Dove andranno i giornalisti di Twitter e come cambia il giornalismo sotto il regno di Musk. Facciamo il punto e capiamo prospettive e scenari di una piattaforma fondamentale per l’informazione di questa terra qui.
Twitter, in mano a una persona “unica” come Musk, rappresenta quanto meno un’anomalia in quel dannato mondo che appartiene al giornalismo. Elon Musk non è Robert Murdoch e Twitter non è un giornale, né una media company, ma resta il fatto che il docile uccellino cinguettante blu è colmo zeppo di giornalisti da sempre. La super autorevole Columbia Journalism Review, su questa presupposta anomalia, ci ha pubblicato pure un lungo pezzo, scritto da Emily Bell.
L’allarme lanciato dalla rivista americana, indiscussa e vera “Voce del giornalismo”, parla indirettamente di un’altra cosa assai fastidiosa, che da un po’ di tempo non smettiamo di incontrare ovunque nelle istituzioni, nelle aziende e nelle persone. Io, io e io… Ma “Io è un altro” diceva il poeta Arthur Rimbaud.

IL TUO COMPITO: Stabilisci se le affermazioni (a), (b) e (c) concordano con il testo su Twitter e il giornalismo, rispondendo sì o no per ciascuna e citando alla lettera le parole del testo che decidono la risposta. (a) Twitter è una media company. (b) Il lungo pezzo pubblicato dalla Columbia Journalism Review è stato scritto da Emily Bell. (c) La frase "Io è un altro" viene attribuita a Robert Murdoch. Per rispondere serve soltanto il testo, senza altre fonti.

MATERIALE DI PARTENZA:

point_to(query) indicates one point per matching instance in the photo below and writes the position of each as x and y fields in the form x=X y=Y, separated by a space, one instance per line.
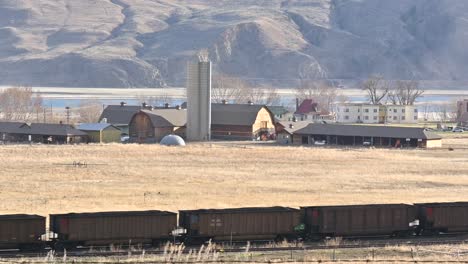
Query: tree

RISULTATO:
(a) No: "Twitter non è un giornale, né una media company".
(b) Sì: "ci ha pubblicato pure un lungo pezzo, scritto da Emily Bell".
(c) No: "“Io è un altro” diceva il poeta Arthur Rimbaud".